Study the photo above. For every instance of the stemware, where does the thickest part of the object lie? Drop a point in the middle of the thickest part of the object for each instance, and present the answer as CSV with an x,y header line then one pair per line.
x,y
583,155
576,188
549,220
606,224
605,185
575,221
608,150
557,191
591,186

● ● ● ● ● ● ●

◆ The request
Render all of the data above as a two-column CSV headed instruction,output, giving each instruction and its answer together on one row. Put each value in a single quoted field, with line breaks replaced by spaces.

◆ Reply to the task
instruction,output
"Study the photo above. For every instance of the stemware, where does the thickest part of the object lie? Drop a point in the middle of the thickest part of the object for each instance, and present the answer as CSV with an x,y header line then one pair per line.","x,y 583,155 576,188 549,220 606,224 605,185 575,221 608,150 557,191 591,186"